* Texte source
#####
La vanité, cet élément prédominant du caractère national, qui s'annonce dans les classes intermédiaires par des actes d'injustice, dans les classes inférieures par des actes de férocité, s'annonce dans la noblesse par des résistances mesquines, des complots obscurs et sans consistance, de petits babils d'abbés et de femmes, d'insignifiants caquetages de salons. Assaillants frêles et sans force, ils entrent en lice armés de propos plaisants, de légers bons mots, de futiles épigrammes, de sarcasmes ingénieux. Ils se flattent de terrasser leurs vigoureux adversaires en les piquant de l'arme du ridicule; mais cette arme acérée et poignante dans ce qu'on appelait la bonne compagnie, qui décidait souverainement du mérite et des talents, cette arme s'émousse sur les hommes nouveaux qui vident au grand air la discussion des intérêts politiques. Alors paraissent les Actes des apôtres, le Journal de la cour et de la ville, deux recueils qui donnent la mesure de la décomposition morale amenée par le gouvernement de Louis xv. Le corps de la nation, irrité de tous ces traits de petite vengeance et de sot orgueil dirigés contre les députés qui se levèrent pour sa cause et qui la défendent avec courage, n'en est que plus enclin à leur livrer sa confiance. Il voit en eux des apôtres de la liberté, des ennemis jurés de la féodalité et de l'ancien despotisme, des citoyens courageux, éclairés, désintéressés pour eux-mêmes, ne voulant que remettre la nation en possession de ses droits envahis. Voilà ce que produisent des oppositions puérilement violentes aux premiers essais d'une réforme politique. Ces inimitiés n'auraient pas pris un caractère si prononcé, si les chefs des deux premiers ordres n'avaient pas refusé d'entrer dans le mouvement

général. Au lieu d'etre brisés par le char des révolutions, peut-être en seraient-ils devenus les conducteurs; peut-être aussi la nation, touchée de leurs paroles conciliantes, aurait-elle suivi leur impulsion : en cédant volontairement et de bonne foi quelques unes de leurs prérogatives, ils auraient conservé les autres, et acquis un ascendant positif sur l'opinion.
#####
* Énoncé
Résumez en deux phrases le texte sur la noblesse face aux débuts de la réforme politique.

* Données sources
#####
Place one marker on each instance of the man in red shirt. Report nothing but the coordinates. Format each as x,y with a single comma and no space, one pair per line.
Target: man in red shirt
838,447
#####
* Corrigé
Poussée par la vanité, la noblesse oppose aux premiers essais de réforme des résistances mesquines et l'arme du ridicule, qui s'émousse sur les hommes nouveaux. La nation, irritée, n'en accorde que plus volontiers sa confiance aux députés qui défendent sa cause, alors que les chefs des deux premiers ordres, en entrant dans le mouvement général et en cédant de bonne foi quelques prérogatives, en auraient conservé d'autres et acquis un ascendant sur l'opinion.